WHAT TO PRODUCE =
Resume the Kazu API documentation on curation and parser actions, picking up after its final sentence.

If specified, will override the parser defaults for the associated LinkingCandidate, as long as conflicts do not occur

autocuration_results: dict[str, str] | None = None

results of any decisions by the kazu.ontology_preprocessing.autocuration.AutoCurator

behaviour: OntologyStringBehaviour

The intended behaviour for this resource.

comment: str | None = None

human readable comments about this curation decision

original_synonyms: frozenset[Synonym]

Original synonyms, exactly as specified in the source ontology. These should all normalise to the same string.

class kazu.data.ParserAction[source]

Bases: object

A ParserAction changes the behaviour of a kazu.ontology_preprocessing.base.OntologyParser in a global sense.

A ParserAction overrides any default behaviour of the parser, and also any conflicts that may occur with OntologyStringResources.

These actions are useful for eliminating unwanted behaviour. For example, the root of the Mondo ontology is http://purl.obolibrary.org/obo/HP_0000001, which has a default label of ‘All’. Since this is such a common word, and not very useful in terms of linking, we might want a global action so that this ID is not used anywhere in a Kazu pipeline.

Point localization data =
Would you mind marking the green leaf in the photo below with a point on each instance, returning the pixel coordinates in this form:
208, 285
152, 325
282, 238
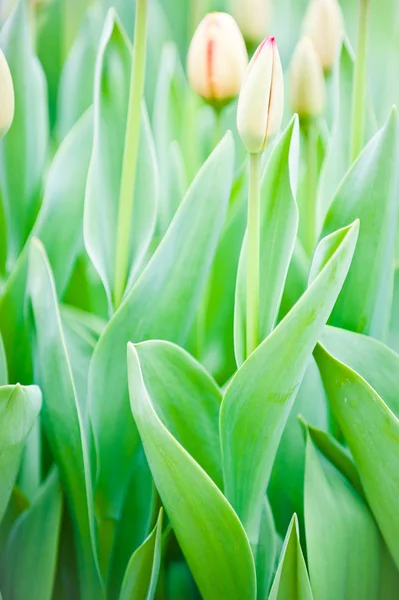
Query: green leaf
75, 94
291, 580
372, 433
260, 396
210, 535
23, 152
278, 230
19, 408
161, 305
61, 415
342, 539
59, 228
187, 401
31, 551
111, 93
141, 575
370, 192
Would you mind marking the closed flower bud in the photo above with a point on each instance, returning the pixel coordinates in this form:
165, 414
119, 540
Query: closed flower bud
261, 102
253, 18
307, 81
217, 58
324, 25
6, 97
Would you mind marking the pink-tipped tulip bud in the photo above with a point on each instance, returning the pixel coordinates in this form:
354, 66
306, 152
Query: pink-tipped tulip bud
217, 59
307, 81
6, 97
253, 18
261, 102
324, 25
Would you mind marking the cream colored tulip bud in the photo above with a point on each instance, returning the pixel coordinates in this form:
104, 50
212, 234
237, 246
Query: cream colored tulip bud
261, 102
307, 81
6, 96
253, 18
324, 25
217, 58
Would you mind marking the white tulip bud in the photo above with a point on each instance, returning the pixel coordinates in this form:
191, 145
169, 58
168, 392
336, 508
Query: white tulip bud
261, 102
307, 81
253, 18
217, 58
6, 96
324, 25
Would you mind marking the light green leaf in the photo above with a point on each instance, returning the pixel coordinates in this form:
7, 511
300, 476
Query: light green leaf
372, 433
210, 535
111, 93
141, 575
342, 540
278, 230
61, 415
291, 580
59, 226
370, 192
31, 551
161, 305
19, 408
260, 396
23, 152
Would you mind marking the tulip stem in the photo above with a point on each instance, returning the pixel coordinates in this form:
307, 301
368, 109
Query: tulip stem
129, 165
310, 216
359, 82
253, 253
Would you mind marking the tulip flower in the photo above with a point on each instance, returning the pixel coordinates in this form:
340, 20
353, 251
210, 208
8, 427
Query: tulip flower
324, 25
259, 115
6, 96
307, 81
217, 59
253, 18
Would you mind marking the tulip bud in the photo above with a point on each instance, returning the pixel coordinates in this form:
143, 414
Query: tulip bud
253, 18
261, 102
324, 25
217, 58
307, 81
6, 96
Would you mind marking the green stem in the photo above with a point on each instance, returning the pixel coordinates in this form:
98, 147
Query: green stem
359, 82
310, 216
129, 166
253, 253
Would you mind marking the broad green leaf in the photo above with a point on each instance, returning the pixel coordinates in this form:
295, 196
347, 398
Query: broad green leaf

RESULT OF THIS EXERCISE =
The parser_to_target_id_mappings field should specify the parser name and an affected IDs if required. See ParserBehaviour for the type of actions that are possible.

__init__(behaviour, parser_to_target_id_mappings=<factory>)[source]
Parameters:
Return type:

None

classmethod from_dict(json_dict)[source]
Parameters:

json_dict (dict)

Return type:

ParserAction

behaviour: ParserBehaviour
parser_to_target_id_mappings: dict[str, set[str]]
class kazu.data.ParserBehaviour[source]

Bases: AutoNameEnum

__new__(value)[source]
DROP_IDS_FROM_PARSER = 'DROP_IDS_FROM_PARSER'

completely remove the ids from the parser - i.e. should never used anywhere

class kazu.data.Section[source]

Bases: object

A container for text and entities.

One or more make up a kazu.data.Document.

__init__(text, name, metadata=<factory>, entities=<factory>)[source]
Parameters:
Return type:

None

static from_dict(section_dict)[source]
Parameters:

section_dict (dict)

Return type:

Section

entities: list[Entity]

entities detected in this section

metadata: dict
generic metadata

Note that storing objects here that Kazu can’t convert to and from json will cause problems for (de)serialization. See (De)serialization and generic metadata fields for details.
name: str

the name of the section (e.g. abstract, body, header, footer etc)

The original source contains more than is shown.